### OBJETIVO DA TAREFA
Atualize as entradas desde a primeira linha até a linha com "[[663, 625], [895, 470], [420, 597]]", incluindo as duas pontas: troque "sunset sky" por "evening sky" e mantenha todo o resto igual. Mostre só essas linhas.

(Dados de anotação da localização de objetos)
-------------------------
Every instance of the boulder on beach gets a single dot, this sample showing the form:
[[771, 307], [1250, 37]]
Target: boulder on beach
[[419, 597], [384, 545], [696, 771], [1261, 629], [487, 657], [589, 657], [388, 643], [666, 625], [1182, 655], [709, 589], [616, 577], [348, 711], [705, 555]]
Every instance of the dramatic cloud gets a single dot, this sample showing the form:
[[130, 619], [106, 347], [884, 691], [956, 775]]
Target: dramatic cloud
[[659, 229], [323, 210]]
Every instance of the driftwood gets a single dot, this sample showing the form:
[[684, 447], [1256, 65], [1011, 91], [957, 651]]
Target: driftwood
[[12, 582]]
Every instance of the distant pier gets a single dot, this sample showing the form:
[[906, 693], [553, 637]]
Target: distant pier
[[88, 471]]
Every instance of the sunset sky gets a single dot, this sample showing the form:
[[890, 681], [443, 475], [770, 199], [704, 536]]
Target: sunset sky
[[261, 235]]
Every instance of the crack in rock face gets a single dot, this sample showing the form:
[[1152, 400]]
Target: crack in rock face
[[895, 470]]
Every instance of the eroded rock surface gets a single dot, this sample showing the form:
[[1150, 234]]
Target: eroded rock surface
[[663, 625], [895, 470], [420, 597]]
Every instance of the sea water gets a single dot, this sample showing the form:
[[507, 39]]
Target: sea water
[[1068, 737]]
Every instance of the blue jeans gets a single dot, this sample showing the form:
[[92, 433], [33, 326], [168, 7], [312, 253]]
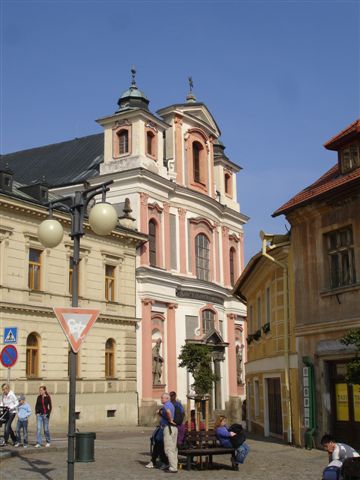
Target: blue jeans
[[21, 425], [42, 421], [241, 453]]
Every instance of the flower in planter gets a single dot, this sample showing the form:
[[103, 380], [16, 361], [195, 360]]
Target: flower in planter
[[266, 327], [257, 334]]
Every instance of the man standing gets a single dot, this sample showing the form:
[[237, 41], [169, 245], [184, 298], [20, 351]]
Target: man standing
[[170, 432]]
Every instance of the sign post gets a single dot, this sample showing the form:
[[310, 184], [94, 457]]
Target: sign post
[[8, 358]]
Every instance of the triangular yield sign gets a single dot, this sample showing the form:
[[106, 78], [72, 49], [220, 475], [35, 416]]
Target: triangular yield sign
[[76, 323]]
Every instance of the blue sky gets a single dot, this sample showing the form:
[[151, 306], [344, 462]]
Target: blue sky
[[280, 78]]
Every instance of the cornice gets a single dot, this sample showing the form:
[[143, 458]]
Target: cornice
[[326, 327]]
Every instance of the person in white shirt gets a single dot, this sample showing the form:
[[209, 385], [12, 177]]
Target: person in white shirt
[[10, 401]]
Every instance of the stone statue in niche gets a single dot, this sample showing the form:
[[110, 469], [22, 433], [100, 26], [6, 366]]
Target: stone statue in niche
[[157, 361], [239, 352]]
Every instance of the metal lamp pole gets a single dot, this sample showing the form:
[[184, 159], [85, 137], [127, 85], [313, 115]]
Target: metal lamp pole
[[77, 211]]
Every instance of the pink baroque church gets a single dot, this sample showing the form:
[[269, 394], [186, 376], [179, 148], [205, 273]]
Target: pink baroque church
[[183, 193], [173, 182]]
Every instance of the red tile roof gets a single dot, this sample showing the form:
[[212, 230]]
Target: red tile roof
[[344, 136], [331, 182]]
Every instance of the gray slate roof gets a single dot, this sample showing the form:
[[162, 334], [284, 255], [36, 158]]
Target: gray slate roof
[[62, 163]]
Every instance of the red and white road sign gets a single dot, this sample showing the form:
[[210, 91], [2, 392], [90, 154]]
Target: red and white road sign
[[76, 323]]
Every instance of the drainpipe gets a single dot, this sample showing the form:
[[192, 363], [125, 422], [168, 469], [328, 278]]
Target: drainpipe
[[265, 238]]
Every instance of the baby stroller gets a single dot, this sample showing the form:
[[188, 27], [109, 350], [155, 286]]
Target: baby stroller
[[3, 420]]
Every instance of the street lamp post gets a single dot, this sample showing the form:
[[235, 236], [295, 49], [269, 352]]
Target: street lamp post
[[103, 219]]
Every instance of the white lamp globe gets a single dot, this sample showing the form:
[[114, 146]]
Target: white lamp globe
[[50, 233], [103, 218]]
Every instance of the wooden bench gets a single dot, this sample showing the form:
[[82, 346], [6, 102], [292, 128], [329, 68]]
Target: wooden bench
[[204, 444]]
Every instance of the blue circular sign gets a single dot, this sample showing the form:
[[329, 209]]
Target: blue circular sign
[[8, 356]]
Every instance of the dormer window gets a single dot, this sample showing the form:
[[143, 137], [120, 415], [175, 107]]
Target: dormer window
[[350, 158], [122, 140], [123, 136]]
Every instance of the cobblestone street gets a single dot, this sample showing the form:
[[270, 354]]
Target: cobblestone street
[[123, 455]]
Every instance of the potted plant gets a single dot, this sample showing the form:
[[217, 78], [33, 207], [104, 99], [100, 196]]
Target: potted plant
[[196, 358], [257, 334], [266, 327]]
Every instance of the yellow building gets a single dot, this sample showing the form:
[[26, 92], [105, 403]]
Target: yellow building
[[266, 285], [34, 279]]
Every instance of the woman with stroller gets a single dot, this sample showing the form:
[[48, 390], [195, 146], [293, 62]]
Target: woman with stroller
[[10, 401], [43, 409]]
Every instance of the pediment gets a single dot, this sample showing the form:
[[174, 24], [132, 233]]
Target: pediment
[[203, 114], [213, 337]]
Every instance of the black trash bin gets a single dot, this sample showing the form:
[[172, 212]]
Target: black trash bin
[[84, 446]]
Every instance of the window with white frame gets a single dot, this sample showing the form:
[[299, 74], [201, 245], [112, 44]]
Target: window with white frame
[[259, 313], [268, 305], [341, 257], [256, 398]]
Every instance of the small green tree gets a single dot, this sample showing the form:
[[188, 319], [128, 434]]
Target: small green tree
[[353, 367], [196, 358]]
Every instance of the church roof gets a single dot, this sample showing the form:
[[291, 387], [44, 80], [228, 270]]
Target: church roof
[[62, 163]]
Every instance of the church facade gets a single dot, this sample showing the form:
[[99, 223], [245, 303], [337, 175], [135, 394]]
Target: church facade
[[183, 194]]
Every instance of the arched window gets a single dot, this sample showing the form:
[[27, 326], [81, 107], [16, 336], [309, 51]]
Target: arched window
[[227, 180], [232, 266], [32, 355], [152, 243], [150, 143], [123, 136], [202, 256], [110, 358], [208, 321], [196, 151], [77, 365]]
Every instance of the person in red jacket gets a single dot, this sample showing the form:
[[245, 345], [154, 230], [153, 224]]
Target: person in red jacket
[[43, 409]]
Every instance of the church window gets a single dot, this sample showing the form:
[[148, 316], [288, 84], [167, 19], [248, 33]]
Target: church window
[[123, 136], [232, 266], [208, 321], [152, 243], [197, 154], [202, 255], [150, 143]]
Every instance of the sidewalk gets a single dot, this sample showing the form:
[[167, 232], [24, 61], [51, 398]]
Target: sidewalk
[[123, 453]]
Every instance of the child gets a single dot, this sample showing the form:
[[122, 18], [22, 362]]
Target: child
[[338, 453], [24, 412]]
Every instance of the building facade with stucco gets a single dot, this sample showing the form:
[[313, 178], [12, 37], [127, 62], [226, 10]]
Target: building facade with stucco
[[325, 240], [183, 194], [34, 280]]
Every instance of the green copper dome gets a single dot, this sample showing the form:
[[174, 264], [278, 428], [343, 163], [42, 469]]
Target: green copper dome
[[133, 97]]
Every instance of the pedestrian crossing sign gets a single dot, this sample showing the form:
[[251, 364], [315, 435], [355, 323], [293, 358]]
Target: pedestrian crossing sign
[[10, 335]]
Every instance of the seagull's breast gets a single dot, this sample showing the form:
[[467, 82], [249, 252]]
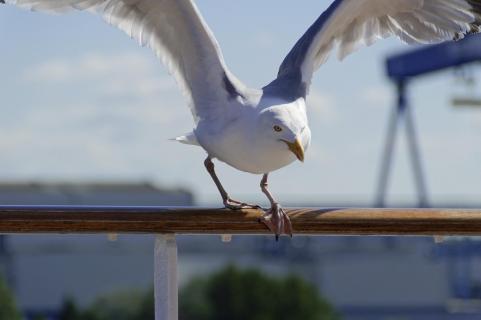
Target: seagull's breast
[[237, 145]]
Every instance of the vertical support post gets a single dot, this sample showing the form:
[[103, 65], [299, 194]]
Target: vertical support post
[[165, 277], [416, 160], [388, 152], [402, 110]]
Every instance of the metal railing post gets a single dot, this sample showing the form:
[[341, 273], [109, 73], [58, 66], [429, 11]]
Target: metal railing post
[[165, 277]]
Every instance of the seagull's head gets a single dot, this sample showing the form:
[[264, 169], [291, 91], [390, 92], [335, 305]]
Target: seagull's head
[[286, 127]]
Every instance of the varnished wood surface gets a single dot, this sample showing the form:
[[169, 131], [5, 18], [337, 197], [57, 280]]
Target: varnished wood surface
[[349, 221]]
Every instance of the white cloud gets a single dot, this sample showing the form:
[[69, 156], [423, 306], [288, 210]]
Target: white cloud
[[378, 96], [322, 105], [125, 74]]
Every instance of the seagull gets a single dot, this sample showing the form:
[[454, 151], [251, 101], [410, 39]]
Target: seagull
[[262, 130]]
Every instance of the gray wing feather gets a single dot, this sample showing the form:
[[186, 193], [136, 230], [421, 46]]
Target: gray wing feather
[[350, 24]]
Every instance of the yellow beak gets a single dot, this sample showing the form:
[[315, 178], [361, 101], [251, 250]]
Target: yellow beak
[[296, 148]]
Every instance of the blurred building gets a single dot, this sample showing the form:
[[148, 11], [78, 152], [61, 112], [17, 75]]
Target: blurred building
[[366, 278], [45, 269]]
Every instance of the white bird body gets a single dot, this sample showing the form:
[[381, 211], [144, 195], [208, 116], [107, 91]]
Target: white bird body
[[260, 131], [254, 152]]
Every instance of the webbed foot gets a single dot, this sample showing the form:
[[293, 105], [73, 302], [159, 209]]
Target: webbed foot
[[277, 220]]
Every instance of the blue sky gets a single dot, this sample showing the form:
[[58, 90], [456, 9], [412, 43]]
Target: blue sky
[[81, 101]]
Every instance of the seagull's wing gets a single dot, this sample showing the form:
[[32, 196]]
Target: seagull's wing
[[176, 32], [349, 24]]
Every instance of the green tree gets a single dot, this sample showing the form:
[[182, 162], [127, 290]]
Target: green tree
[[8, 308], [233, 294], [230, 294]]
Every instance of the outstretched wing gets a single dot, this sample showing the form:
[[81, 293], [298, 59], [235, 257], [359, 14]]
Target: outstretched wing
[[176, 32], [349, 24]]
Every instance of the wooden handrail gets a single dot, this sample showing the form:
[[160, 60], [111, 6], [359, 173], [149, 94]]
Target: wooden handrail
[[192, 220]]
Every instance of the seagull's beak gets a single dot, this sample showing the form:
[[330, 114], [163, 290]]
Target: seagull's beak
[[296, 148]]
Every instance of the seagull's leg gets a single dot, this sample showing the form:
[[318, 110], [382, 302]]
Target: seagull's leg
[[228, 202], [276, 219]]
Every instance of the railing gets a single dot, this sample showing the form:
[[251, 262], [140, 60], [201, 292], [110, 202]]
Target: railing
[[167, 222]]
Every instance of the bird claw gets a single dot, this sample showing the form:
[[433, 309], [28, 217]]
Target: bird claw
[[238, 205], [277, 220]]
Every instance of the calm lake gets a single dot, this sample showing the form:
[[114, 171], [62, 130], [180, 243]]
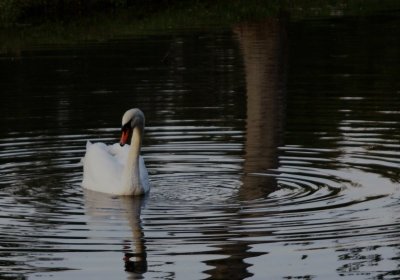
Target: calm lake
[[273, 150]]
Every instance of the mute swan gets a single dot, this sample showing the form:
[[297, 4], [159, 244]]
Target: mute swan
[[118, 169]]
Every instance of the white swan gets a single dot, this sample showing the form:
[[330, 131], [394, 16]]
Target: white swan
[[118, 169]]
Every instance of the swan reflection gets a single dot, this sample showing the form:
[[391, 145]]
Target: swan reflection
[[110, 211]]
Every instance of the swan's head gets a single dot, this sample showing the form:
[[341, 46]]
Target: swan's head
[[133, 118]]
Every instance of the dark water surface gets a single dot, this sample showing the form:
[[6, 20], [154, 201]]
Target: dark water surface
[[273, 150]]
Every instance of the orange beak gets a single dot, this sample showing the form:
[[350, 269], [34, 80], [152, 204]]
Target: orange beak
[[124, 137]]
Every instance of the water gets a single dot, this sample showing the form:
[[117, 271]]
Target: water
[[273, 151]]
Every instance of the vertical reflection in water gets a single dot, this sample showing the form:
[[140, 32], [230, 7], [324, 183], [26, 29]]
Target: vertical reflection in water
[[101, 208], [264, 50]]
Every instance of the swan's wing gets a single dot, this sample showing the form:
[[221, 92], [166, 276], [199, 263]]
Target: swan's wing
[[101, 169], [144, 176]]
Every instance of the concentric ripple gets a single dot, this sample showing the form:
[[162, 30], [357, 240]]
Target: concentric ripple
[[260, 165]]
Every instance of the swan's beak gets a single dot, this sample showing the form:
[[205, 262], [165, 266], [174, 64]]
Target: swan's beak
[[124, 137]]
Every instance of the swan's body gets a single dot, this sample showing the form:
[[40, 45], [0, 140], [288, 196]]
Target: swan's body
[[118, 169]]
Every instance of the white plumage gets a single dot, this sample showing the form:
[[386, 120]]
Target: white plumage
[[118, 169]]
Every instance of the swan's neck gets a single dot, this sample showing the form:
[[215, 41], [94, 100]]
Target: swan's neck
[[132, 169]]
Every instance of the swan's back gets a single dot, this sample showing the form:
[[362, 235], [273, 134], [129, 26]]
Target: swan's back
[[103, 168]]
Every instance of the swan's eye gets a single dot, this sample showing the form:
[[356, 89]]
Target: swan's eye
[[126, 127]]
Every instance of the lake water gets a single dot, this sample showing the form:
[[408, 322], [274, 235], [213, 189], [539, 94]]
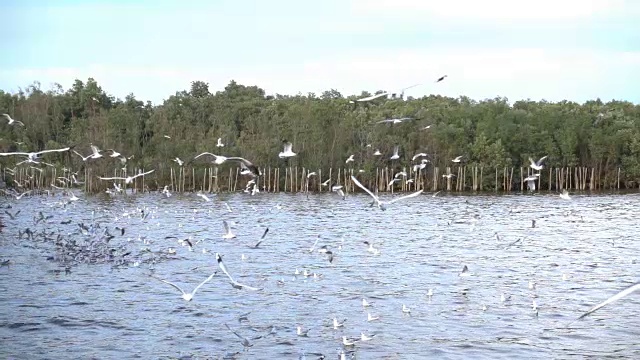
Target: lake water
[[71, 296]]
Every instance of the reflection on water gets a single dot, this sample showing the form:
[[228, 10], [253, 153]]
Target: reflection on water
[[579, 253]]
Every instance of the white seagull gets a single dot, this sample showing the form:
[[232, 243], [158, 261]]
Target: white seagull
[[382, 205], [234, 283], [187, 296], [128, 179], [287, 152], [615, 297], [395, 155], [227, 231], [537, 165], [12, 121]]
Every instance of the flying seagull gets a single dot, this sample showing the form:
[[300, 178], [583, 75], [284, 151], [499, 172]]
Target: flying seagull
[[287, 152], [234, 283], [382, 205], [537, 165], [615, 297], [12, 121], [244, 163], [187, 296], [128, 179], [261, 239]]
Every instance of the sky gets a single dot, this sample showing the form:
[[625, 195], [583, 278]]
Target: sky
[[555, 50]]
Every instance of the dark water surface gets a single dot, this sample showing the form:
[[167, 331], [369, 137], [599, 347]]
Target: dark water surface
[[580, 252]]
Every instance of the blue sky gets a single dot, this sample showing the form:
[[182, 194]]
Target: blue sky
[[544, 49]]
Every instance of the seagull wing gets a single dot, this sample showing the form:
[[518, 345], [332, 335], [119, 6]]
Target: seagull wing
[[355, 181], [405, 197], [170, 283], [204, 282], [541, 160], [615, 297]]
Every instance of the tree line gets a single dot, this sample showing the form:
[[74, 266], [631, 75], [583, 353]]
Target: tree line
[[324, 129]]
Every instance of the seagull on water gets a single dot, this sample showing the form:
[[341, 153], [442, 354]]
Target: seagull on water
[[234, 283], [615, 297], [537, 165], [12, 121], [382, 205], [227, 231], [395, 155], [287, 152], [187, 296], [128, 179]]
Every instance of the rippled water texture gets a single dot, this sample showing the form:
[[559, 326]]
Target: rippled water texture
[[579, 253]]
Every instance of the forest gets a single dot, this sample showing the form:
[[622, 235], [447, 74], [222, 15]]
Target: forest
[[325, 129]]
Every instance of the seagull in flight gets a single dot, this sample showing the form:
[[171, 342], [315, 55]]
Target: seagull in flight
[[244, 163], [187, 296], [394, 120], [615, 297], [128, 179], [287, 152], [537, 165], [382, 205], [395, 155], [234, 283], [261, 239], [227, 231], [12, 121], [95, 154]]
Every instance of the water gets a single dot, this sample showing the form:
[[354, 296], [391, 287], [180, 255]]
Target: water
[[113, 309]]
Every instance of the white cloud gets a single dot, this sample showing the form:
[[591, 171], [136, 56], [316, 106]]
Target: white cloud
[[510, 10], [517, 74]]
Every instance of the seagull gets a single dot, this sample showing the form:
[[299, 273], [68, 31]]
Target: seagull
[[531, 181], [244, 163], [12, 121], [394, 120], [227, 231], [537, 165], [178, 161], [234, 283], [418, 155], [262, 238], [287, 150], [395, 155], [113, 153], [187, 296], [615, 297], [382, 205], [128, 179], [350, 159], [95, 154]]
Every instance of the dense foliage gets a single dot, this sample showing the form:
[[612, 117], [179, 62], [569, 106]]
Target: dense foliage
[[324, 129]]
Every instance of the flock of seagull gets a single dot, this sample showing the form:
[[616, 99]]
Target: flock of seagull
[[102, 236]]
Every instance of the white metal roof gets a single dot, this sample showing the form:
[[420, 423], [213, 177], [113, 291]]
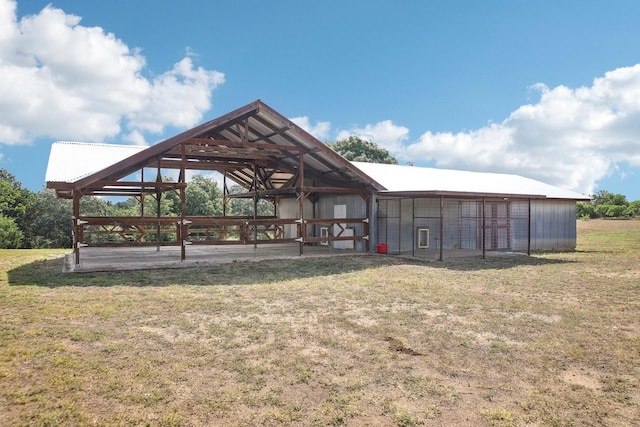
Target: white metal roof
[[396, 178], [71, 161]]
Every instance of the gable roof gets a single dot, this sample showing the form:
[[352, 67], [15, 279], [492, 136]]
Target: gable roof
[[262, 150], [71, 161], [252, 141], [398, 179]]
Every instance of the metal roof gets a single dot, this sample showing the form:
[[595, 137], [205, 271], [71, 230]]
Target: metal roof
[[254, 145], [71, 161], [412, 179], [264, 151]]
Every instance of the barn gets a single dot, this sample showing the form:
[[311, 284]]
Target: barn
[[320, 201]]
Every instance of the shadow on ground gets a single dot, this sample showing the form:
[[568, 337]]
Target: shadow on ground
[[48, 273]]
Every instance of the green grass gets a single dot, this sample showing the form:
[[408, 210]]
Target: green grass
[[549, 340]]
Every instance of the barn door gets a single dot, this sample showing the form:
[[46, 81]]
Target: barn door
[[497, 226]]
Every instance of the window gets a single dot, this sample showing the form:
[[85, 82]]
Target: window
[[423, 238]]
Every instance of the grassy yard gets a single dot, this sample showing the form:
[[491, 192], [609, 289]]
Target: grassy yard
[[547, 340]]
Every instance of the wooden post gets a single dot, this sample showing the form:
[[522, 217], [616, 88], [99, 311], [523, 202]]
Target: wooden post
[[302, 229], [484, 227], [77, 228], [529, 228], [441, 227], [158, 206], [183, 189]]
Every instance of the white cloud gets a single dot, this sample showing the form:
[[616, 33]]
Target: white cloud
[[66, 81], [320, 130], [385, 134], [570, 137]]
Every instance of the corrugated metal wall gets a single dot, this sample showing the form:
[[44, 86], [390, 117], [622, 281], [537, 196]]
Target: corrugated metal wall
[[324, 208], [553, 225], [506, 224]]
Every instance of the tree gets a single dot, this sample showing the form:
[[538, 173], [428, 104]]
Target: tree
[[633, 209], [10, 234], [604, 197], [16, 203], [244, 206], [203, 197], [52, 227], [605, 204], [359, 150]]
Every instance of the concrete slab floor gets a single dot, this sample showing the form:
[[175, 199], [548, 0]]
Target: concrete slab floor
[[148, 257]]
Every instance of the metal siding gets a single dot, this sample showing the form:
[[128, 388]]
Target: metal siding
[[406, 225], [553, 225], [519, 225], [356, 208]]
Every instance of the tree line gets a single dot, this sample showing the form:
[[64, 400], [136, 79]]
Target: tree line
[[41, 220], [604, 204], [32, 220]]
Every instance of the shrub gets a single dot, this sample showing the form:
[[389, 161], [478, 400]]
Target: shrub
[[10, 234]]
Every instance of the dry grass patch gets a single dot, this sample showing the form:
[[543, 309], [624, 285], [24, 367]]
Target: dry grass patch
[[549, 340]]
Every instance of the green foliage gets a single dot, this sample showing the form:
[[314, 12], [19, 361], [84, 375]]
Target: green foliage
[[244, 206], [16, 203], [10, 234], [52, 227], [633, 209], [607, 205], [603, 197], [203, 197], [359, 150]]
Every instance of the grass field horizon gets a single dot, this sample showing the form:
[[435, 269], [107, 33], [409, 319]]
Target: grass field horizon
[[547, 340]]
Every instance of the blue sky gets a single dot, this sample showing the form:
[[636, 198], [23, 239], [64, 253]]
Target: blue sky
[[548, 90]]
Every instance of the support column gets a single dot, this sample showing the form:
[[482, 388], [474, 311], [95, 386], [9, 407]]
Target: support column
[[183, 189], [77, 227], [302, 228], [529, 227], [484, 227], [158, 206], [441, 228]]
-------------------------
### RESOLUÇÃO
Every instance of the boulder on beach gets a single dot, this sample showing the form:
[[771, 307], [1250, 37]]
Target: boulder on beach
[[419, 597], [384, 545], [696, 771], [1261, 629], [487, 657], [589, 657], [388, 643], [666, 625], [1182, 655], [709, 589], [616, 577], [348, 711], [705, 555]]
Every instance of the dramatic cloud gets a single dot, this sample showing the form:
[[130, 619], [106, 347], [884, 691], [956, 775]]
Target: dramatic cloud
[[659, 229], [323, 210]]
Every instance of the driftwood gets a single dot, this sample showing the form:
[[684, 447], [1256, 65], [1011, 91], [957, 651]]
Target: driftwood
[[12, 582]]
Every instance of the distant pier gets a single dot, this sample showing the form:
[[906, 693], [553, 637]]
Target: distant pier
[[88, 471]]
Every instance of the evening sky gets a single dot, this sample showing the form:
[[890, 681], [443, 475], [770, 199], [704, 536]]
Target: evening sky
[[261, 235]]
Every instance of the crack in rock face gets a single dot, this sample showing the form:
[[1152, 400]]
Target: crack in rock face
[[895, 470]]
Every instance of the eroded rock surface gets a single dot, this sample showing the form:
[[1150, 234]]
Target: eroded rock surface
[[663, 625], [895, 470], [420, 597]]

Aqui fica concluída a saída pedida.